# Source excerpt start

See this article: http://whatscookingamerica.net/CuttingBoards/AllAbout.htm


----------



## Dusty (Aug 9, 2006)

Thanks for the info and the link.

So, considering maple isnt' available and oak is probably not recommended, that leaves me choosing between beech and birch. Any thoughts which to go with?


----------



## Jeekinz (Jan 29, 2007)

Hard Maple is the most widely used matrial for this purpose. Lumber Liquidators sells maple butcher block material which is better suited for an active kitchen and not just for looks.


----------



## SecretSquirrel (Jun 22, 2007)

Dusty said:


> Thanks for the info and the link.
> 
> So, considering maple isnt' available and oak is probably not recommended, that leaves me choosing between beech and birch. Any thoughts which to go with?


I know the next two most popular choices are walnut and cherry. The general rule is any hard tight grained wood. Oak is an open grained wood but if you look around long enough you'll see where some use it anyway despite the tannin issue. Birch, teak, bamboo and ash are all tight grained woods so the birch is probably your boy.


----------



## skymaster (Jun 6, 2007)

# Source excerpt end
# Given records start

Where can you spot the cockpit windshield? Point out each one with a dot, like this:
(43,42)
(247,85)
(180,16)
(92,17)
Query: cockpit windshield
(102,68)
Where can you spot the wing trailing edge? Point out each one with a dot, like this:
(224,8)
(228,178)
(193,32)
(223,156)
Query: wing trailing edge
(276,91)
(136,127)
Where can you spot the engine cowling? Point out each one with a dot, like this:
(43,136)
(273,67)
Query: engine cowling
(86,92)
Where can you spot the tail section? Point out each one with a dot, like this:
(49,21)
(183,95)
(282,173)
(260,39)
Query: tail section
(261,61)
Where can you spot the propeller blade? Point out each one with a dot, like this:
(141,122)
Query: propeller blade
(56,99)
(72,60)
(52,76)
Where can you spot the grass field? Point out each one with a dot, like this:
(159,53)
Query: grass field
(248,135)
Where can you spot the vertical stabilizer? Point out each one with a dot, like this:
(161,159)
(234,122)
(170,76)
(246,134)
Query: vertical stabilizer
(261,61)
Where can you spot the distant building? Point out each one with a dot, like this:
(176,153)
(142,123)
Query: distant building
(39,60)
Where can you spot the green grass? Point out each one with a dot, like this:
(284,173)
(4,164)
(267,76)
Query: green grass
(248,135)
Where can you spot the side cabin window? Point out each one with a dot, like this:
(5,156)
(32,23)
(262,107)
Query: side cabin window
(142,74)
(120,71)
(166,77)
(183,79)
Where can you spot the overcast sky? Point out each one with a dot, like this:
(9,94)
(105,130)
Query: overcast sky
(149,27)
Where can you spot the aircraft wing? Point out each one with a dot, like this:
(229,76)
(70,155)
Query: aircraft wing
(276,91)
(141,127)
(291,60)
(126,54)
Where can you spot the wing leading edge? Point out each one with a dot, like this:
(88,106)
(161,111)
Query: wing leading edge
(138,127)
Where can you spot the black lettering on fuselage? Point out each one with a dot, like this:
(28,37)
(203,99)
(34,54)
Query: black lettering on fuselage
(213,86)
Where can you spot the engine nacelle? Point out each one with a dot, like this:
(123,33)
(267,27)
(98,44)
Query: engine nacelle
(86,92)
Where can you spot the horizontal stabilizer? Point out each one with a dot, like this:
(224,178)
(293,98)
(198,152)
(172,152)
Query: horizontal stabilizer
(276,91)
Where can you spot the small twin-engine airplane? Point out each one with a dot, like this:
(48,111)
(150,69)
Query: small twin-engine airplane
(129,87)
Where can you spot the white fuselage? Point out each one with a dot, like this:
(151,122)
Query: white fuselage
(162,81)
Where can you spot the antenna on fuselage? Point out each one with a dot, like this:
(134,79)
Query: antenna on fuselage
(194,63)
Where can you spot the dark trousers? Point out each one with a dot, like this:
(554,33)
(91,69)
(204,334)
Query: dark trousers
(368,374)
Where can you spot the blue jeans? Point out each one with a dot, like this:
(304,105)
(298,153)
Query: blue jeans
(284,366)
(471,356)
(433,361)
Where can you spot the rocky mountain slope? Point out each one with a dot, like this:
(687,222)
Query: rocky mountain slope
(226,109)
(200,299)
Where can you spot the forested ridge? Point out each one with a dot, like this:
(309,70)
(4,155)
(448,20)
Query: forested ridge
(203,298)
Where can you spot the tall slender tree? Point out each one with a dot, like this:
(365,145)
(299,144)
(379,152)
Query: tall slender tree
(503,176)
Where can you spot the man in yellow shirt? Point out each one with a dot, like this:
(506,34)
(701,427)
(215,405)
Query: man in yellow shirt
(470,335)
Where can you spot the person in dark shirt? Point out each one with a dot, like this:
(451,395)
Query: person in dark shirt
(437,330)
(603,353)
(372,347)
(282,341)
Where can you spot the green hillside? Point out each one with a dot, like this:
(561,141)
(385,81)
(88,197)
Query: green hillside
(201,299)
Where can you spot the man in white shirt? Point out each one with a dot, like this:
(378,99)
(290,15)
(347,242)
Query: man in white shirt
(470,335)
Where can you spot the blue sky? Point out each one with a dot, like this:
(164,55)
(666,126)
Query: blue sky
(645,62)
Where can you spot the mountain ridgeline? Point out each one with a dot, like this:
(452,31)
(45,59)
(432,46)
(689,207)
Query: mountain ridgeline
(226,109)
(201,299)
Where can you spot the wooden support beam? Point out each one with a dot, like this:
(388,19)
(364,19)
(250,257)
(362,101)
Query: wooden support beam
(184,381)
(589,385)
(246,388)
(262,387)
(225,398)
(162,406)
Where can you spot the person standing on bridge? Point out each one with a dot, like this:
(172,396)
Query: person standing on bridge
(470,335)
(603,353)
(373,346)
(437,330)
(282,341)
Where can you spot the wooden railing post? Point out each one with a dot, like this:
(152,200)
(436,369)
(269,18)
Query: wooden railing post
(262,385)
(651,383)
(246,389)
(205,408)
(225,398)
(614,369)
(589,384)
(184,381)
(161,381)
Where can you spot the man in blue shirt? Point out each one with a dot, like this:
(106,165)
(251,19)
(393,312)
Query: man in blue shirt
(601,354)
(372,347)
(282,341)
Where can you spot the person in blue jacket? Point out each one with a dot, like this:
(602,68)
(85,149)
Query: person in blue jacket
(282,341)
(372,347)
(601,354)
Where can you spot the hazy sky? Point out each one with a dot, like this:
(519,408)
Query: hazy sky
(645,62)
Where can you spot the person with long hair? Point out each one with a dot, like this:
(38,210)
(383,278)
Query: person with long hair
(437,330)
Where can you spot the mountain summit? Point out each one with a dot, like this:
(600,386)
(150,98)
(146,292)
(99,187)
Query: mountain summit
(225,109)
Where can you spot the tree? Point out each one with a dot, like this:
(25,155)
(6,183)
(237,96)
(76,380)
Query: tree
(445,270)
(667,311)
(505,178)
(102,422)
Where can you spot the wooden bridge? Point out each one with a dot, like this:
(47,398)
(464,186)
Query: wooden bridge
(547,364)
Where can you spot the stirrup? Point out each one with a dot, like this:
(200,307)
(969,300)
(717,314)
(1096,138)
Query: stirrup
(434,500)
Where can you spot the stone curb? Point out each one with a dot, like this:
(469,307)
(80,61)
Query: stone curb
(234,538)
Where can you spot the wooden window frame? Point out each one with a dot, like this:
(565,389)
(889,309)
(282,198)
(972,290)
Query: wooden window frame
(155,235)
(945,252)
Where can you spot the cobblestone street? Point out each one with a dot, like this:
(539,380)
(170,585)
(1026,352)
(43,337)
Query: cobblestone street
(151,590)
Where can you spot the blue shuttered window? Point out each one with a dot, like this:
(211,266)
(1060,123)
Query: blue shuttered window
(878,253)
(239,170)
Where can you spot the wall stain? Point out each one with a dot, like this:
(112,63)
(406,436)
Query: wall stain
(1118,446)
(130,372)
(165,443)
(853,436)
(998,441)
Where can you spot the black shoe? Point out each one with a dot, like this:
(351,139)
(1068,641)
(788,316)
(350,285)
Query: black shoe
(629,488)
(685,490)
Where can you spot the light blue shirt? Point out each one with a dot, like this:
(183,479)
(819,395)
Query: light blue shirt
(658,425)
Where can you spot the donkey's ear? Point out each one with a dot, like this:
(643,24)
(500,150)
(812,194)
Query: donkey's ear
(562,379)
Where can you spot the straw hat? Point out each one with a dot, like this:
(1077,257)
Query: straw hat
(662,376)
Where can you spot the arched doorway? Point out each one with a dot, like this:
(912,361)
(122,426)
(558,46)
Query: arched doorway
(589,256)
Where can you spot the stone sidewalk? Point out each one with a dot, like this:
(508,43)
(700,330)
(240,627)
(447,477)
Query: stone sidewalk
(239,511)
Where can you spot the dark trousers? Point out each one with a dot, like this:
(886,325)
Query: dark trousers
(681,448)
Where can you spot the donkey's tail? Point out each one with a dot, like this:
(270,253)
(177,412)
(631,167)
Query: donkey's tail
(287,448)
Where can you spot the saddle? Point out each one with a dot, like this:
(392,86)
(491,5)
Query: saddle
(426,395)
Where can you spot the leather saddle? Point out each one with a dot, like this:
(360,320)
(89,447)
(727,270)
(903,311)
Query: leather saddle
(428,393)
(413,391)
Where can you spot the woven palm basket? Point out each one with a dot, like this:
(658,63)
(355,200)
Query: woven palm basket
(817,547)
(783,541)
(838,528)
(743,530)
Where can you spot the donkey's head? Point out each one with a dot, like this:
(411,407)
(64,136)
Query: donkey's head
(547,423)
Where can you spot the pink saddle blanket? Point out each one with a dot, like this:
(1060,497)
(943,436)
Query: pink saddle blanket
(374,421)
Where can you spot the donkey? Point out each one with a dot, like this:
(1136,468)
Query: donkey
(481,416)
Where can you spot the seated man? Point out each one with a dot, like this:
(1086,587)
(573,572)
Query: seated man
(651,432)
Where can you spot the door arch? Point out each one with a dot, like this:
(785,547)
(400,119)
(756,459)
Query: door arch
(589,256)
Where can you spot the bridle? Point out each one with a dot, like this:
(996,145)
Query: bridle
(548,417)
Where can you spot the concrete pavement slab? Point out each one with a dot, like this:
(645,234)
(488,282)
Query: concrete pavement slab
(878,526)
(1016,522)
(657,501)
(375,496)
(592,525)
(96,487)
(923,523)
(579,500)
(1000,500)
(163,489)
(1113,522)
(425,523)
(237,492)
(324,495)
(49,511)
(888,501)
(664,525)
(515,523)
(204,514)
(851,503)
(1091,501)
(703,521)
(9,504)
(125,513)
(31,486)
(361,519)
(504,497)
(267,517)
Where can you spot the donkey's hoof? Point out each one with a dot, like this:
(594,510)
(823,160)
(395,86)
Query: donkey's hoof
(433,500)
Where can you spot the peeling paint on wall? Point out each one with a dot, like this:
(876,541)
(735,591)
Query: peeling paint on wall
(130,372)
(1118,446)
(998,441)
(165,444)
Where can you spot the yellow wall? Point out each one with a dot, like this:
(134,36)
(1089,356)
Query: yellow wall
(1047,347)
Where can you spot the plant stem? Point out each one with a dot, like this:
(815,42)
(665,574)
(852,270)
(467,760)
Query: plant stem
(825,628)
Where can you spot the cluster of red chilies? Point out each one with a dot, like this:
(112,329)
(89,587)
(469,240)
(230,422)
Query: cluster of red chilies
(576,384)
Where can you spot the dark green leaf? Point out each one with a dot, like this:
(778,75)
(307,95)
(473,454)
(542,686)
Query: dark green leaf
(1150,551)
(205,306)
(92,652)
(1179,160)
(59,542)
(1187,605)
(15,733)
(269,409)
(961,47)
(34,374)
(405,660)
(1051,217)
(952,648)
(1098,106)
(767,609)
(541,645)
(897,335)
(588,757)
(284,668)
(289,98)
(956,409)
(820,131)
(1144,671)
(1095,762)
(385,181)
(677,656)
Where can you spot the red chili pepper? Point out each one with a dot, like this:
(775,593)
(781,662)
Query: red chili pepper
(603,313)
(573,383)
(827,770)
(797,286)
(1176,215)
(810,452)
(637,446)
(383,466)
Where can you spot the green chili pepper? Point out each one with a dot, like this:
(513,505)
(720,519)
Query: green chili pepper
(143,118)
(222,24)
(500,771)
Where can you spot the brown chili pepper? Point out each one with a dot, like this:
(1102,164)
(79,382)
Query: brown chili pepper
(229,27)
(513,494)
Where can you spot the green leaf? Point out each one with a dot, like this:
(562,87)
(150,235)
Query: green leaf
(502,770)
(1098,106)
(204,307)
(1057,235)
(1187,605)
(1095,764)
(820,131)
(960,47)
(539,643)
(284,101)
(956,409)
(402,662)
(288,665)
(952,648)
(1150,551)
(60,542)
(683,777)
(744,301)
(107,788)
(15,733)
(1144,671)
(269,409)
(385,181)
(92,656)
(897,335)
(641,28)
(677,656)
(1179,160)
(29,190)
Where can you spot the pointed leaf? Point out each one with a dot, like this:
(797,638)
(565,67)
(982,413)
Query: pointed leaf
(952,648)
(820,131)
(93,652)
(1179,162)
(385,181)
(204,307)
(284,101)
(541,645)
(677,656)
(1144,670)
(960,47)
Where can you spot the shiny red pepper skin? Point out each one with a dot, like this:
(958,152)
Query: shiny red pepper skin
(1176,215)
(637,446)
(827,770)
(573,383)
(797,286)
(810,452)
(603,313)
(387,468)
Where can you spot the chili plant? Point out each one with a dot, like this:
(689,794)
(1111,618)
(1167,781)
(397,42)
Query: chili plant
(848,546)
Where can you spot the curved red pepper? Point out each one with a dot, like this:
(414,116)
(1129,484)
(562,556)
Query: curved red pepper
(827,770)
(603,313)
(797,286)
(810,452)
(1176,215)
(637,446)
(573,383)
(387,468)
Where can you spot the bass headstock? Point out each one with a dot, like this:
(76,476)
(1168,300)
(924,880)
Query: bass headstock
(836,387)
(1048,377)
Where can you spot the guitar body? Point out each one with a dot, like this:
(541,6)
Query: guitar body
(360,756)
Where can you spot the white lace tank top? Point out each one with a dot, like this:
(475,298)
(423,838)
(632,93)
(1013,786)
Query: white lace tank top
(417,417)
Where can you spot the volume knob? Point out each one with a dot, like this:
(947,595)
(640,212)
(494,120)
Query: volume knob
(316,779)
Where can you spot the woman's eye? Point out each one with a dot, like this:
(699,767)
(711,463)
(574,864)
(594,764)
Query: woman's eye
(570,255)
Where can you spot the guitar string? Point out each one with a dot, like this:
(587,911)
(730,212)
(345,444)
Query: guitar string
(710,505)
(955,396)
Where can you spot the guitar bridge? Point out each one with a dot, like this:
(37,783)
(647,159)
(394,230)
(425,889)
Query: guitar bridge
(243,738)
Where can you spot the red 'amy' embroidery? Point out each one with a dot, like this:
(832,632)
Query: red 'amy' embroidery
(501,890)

# Given records end

Rewrite the cutting board thread between "## Dusty (Aug" and "just for looks.", inclusive, with "beech" replaced by "walnut". This data has no connection to the cutting board thread.

> [Written solution]:
## Dusty (Aug 9, 2006)

Thanks for the info and the link.

So, considering maple isnt' available and oak is probably not recommended, that leaves me choosing between walnut and birch. Any thoughts which to go with?


----------



## Jeekinz (Jan 29, 2007)

Hard Maple is the most widely used matrial for this purpose. Lumber Liquidators sells maple butcher block material which is better suited for an active kitchen and not just for looks.